What the exercise asks: Retype the part of the entries below that opens with the line containing "Objective — one point per instance of the blue" and closes with the line containing "[[126, 323]]", both of those lines included, reproducing every line exactly.

Start of Provided data

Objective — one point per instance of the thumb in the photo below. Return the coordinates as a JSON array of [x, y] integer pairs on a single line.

End of Provided data
Start of Provided data

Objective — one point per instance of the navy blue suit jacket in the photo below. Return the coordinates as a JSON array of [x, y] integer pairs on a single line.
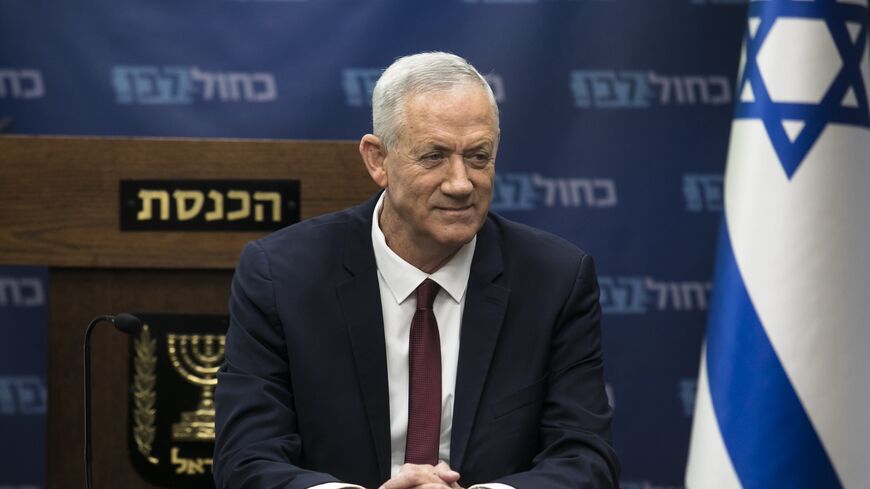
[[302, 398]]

End of Provided data
Start of Provided data

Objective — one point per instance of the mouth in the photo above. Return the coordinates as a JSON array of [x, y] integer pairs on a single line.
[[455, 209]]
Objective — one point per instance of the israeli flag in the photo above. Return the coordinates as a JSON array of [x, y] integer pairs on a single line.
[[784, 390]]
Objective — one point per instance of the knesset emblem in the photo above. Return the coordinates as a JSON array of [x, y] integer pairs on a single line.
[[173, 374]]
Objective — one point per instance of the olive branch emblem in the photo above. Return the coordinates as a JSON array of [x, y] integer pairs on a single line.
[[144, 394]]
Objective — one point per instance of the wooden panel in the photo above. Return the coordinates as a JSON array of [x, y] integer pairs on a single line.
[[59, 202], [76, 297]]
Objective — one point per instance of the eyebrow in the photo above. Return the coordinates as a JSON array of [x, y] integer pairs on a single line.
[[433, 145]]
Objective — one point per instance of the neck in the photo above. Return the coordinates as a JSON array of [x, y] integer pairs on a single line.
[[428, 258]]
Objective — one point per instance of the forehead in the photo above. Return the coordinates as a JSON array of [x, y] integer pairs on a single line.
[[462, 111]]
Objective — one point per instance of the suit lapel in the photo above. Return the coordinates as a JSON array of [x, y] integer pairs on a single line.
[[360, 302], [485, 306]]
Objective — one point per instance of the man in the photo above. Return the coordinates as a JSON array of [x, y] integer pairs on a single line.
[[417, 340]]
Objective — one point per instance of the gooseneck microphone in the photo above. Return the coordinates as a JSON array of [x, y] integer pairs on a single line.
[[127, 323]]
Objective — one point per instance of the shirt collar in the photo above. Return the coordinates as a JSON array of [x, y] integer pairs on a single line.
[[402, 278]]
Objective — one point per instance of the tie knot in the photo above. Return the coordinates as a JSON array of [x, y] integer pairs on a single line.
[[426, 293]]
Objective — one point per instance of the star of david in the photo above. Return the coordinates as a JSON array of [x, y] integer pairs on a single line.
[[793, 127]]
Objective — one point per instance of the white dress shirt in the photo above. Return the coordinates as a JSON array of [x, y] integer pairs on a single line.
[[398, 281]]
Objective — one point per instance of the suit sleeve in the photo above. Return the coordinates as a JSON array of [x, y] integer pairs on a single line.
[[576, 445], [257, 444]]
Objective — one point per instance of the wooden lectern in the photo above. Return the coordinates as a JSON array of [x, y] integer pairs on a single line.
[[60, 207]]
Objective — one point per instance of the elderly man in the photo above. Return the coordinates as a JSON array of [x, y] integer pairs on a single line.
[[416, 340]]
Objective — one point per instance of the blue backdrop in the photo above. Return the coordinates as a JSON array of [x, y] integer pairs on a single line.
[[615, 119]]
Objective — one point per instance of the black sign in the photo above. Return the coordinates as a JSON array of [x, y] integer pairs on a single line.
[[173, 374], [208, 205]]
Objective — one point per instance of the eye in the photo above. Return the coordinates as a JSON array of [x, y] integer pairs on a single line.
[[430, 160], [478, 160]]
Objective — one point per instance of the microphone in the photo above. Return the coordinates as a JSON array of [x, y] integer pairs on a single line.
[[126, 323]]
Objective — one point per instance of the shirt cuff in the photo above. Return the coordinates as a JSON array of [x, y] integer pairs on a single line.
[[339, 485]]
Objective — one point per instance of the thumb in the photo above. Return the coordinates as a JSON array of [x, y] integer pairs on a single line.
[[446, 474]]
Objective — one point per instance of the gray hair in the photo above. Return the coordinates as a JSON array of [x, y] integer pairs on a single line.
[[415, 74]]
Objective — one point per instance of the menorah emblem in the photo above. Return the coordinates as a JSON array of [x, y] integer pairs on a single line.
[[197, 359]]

End of Provided data

Result for this exercise:
Objective — one point per instance of the blue backdrop in the photo above. Return the coordinates as a JSON array of [x, y] integer pairs on a single line.
[[615, 119]]
Objective — one point per instance of the black sign in the photo above. Return the coordinates as a JSON array of [x, y] integer pairs on a single line.
[[173, 374], [208, 205]]
Objective — one point per instance of the eye in the photo above. Return the coordinates as a JSON array of [x, y] integer pairs on a single line.
[[430, 160], [478, 160]]
Objective — one point per instance of the microphone in the photo above. Return the coordinates as a JSON array of [x, y] integer pairs on a single line.
[[126, 323]]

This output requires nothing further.